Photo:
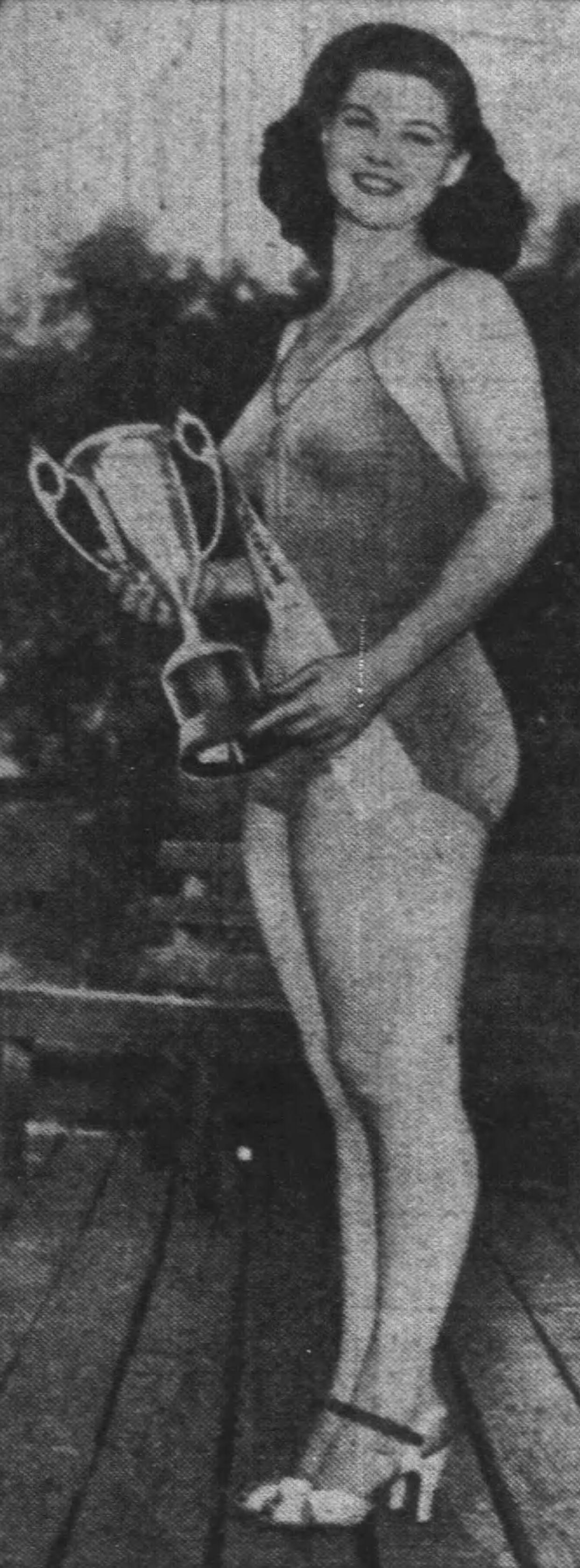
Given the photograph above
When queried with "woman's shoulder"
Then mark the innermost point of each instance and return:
(474, 301)
(477, 328)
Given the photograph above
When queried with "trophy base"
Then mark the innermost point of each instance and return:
(236, 755)
(215, 695)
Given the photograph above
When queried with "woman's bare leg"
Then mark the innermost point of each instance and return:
(265, 847)
(388, 909)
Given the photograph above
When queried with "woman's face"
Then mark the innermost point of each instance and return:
(389, 150)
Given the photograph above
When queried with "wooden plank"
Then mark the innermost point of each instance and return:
(157, 1485)
(51, 1220)
(526, 1418)
(292, 1327)
(57, 1403)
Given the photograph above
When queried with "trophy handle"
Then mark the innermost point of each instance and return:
(51, 501)
(203, 451)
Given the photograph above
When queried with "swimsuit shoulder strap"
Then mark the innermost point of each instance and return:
(396, 311)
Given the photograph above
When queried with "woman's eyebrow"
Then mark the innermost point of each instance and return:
(427, 124)
(361, 107)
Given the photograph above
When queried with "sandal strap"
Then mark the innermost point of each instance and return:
(366, 1418)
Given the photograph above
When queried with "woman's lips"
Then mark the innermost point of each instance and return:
(377, 184)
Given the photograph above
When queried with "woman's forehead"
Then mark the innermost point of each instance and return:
(397, 93)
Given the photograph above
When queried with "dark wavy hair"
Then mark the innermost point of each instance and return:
(480, 222)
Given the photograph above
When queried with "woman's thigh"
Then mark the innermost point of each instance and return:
(386, 907)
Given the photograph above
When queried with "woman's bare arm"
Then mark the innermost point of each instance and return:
(493, 393)
(491, 385)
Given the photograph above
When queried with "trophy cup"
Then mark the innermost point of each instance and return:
(137, 515)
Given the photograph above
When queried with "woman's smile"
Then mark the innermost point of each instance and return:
(389, 150)
(377, 184)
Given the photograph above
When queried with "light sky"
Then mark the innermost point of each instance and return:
(161, 104)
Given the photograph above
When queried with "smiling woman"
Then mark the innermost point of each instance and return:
(389, 151)
(399, 454)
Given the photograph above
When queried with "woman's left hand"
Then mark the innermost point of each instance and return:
(322, 706)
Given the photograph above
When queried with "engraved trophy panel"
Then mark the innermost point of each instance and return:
(131, 482)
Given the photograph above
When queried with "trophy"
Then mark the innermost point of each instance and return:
(127, 499)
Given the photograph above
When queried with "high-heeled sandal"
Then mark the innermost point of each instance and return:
(295, 1504)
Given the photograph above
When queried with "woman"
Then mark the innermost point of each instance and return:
(399, 455)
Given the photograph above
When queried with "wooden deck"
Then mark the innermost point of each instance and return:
(157, 1354)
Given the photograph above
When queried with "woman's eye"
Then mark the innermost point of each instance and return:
(419, 138)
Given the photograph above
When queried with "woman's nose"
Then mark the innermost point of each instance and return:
(382, 150)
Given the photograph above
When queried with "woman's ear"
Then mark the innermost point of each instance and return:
(457, 168)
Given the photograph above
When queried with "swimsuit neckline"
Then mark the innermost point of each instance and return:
(360, 335)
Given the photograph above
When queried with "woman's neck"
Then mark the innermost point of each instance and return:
(370, 256)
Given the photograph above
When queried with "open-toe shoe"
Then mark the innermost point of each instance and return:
(297, 1504)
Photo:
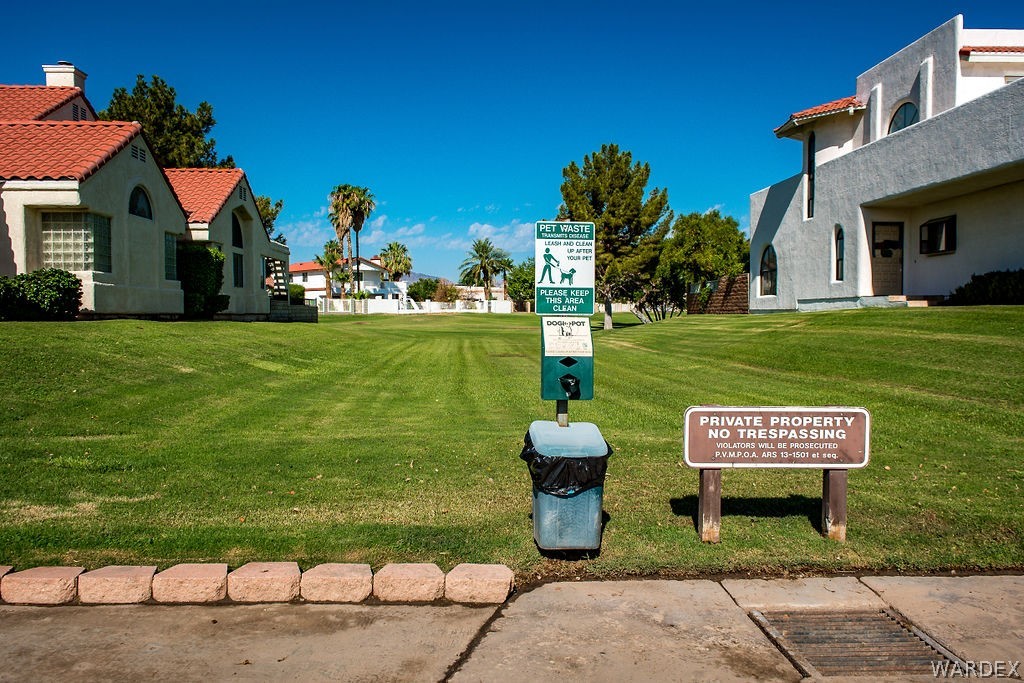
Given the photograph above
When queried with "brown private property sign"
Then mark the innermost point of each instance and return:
(718, 437)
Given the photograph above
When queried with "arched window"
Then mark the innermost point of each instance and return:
(138, 204)
(238, 257)
(906, 115)
(769, 270)
(236, 231)
(840, 253)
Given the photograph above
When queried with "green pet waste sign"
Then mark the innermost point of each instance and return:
(564, 269)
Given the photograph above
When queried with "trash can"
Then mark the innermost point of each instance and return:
(567, 466)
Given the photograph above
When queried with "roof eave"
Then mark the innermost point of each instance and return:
(794, 123)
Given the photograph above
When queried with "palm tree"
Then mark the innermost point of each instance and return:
(504, 266)
(482, 263)
(349, 208)
(329, 260)
(396, 259)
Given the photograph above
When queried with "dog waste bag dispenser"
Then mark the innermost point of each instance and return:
(566, 359)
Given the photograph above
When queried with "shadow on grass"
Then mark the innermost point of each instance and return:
(792, 506)
(574, 555)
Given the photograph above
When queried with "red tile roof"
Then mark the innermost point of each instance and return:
(203, 191)
(55, 150)
(990, 49)
(34, 101)
(312, 266)
(797, 118)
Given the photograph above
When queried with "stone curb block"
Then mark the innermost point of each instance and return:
(116, 585)
(337, 583)
(409, 583)
(479, 584)
(190, 583)
(264, 582)
(256, 582)
(41, 586)
(4, 569)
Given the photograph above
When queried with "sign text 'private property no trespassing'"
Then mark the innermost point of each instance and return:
(822, 437)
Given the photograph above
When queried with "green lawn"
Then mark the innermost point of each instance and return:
(396, 438)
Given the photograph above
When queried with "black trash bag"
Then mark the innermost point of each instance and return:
(564, 476)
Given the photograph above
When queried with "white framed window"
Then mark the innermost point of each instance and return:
(939, 236)
(170, 257)
(840, 254)
(905, 116)
(769, 272)
(76, 241)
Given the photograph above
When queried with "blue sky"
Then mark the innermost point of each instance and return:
(460, 116)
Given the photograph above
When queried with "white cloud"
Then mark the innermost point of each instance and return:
(408, 235)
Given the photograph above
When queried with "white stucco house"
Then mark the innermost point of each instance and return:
(222, 213)
(908, 186)
(376, 280)
(86, 196)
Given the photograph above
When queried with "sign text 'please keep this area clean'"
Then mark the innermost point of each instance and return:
(564, 268)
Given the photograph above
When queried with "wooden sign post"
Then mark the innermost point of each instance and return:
(717, 437)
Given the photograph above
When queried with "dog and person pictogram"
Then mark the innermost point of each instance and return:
(549, 261)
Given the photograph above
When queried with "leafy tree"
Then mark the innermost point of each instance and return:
(268, 211)
(519, 283)
(395, 258)
(349, 207)
(423, 289)
(608, 190)
(177, 136)
(709, 246)
(483, 261)
(330, 261)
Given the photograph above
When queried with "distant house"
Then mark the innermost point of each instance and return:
(908, 186)
(87, 197)
(222, 213)
(376, 280)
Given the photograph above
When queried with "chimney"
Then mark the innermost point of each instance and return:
(65, 74)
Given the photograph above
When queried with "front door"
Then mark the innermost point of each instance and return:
(887, 258)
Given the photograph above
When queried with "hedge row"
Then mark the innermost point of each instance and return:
(49, 294)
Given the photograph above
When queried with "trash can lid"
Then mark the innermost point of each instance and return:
(580, 439)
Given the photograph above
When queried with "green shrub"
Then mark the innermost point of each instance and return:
(201, 269)
(422, 289)
(994, 288)
(49, 294)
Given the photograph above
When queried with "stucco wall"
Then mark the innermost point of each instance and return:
(903, 77)
(954, 163)
(989, 237)
(136, 283)
(252, 297)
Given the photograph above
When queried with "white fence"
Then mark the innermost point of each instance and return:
(369, 306)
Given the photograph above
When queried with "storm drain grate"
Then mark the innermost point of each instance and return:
(877, 642)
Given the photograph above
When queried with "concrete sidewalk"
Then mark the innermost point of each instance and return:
(592, 631)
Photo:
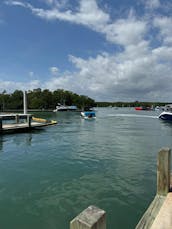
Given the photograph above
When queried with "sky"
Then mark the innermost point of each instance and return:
(109, 50)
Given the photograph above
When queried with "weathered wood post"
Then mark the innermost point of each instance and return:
(25, 102)
(17, 119)
(29, 118)
(1, 124)
(163, 171)
(91, 218)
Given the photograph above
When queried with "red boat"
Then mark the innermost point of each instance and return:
(142, 108)
(138, 108)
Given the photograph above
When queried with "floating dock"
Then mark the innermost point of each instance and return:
(12, 123)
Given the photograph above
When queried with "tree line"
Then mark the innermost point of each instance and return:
(48, 100)
(43, 99)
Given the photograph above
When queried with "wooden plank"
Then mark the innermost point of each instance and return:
(164, 217)
(163, 171)
(90, 218)
(151, 213)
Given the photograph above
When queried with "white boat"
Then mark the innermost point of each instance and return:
(167, 113)
(60, 107)
(88, 114)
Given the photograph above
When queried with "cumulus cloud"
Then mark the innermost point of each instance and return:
(152, 4)
(54, 70)
(139, 71)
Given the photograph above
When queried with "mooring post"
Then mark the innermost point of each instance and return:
(17, 119)
(29, 118)
(25, 102)
(1, 124)
(163, 171)
(91, 218)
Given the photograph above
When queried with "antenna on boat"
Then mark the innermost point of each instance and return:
(25, 101)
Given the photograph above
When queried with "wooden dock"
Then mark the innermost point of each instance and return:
(157, 216)
(21, 123)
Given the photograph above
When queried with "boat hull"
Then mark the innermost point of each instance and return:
(88, 115)
(166, 116)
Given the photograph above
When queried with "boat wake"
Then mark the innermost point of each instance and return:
(132, 116)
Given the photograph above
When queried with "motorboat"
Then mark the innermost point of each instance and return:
(88, 113)
(167, 113)
(60, 107)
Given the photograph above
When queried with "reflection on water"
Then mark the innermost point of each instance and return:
(48, 177)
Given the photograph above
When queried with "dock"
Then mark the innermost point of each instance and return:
(13, 123)
(159, 212)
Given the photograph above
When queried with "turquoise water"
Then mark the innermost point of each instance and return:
(47, 177)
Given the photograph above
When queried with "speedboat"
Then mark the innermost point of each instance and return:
(60, 107)
(167, 113)
(88, 114)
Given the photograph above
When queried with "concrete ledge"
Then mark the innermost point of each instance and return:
(164, 217)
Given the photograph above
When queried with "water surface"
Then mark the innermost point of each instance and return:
(47, 177)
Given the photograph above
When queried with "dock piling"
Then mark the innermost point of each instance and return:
(17, 118)
(91, 218)
(1, 125)
(163, 171)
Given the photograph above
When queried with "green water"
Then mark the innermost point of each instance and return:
(47, 177)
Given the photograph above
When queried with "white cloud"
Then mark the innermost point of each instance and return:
(164, 24)
(152, 4)
(54, 70)
(139, 71)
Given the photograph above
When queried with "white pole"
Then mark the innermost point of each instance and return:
(25, 102)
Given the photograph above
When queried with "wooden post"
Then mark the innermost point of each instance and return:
(17, 119)
(90, 218)
(163, 171)
(1, 124)
(29, 118)
(25, 102)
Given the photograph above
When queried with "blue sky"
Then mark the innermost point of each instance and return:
(109, 50)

++++++++++

▶ What is being asked
Pull out every line of the records above that contains the string "wooden". Case counts.

▶ Completed exercise
When queried with "wooden plank"
When queried with "wooden deck"
When queried with "wooden sign post"
When queried with "wooden plank"
When queried with "wooden dock"
When queried with "wooden post"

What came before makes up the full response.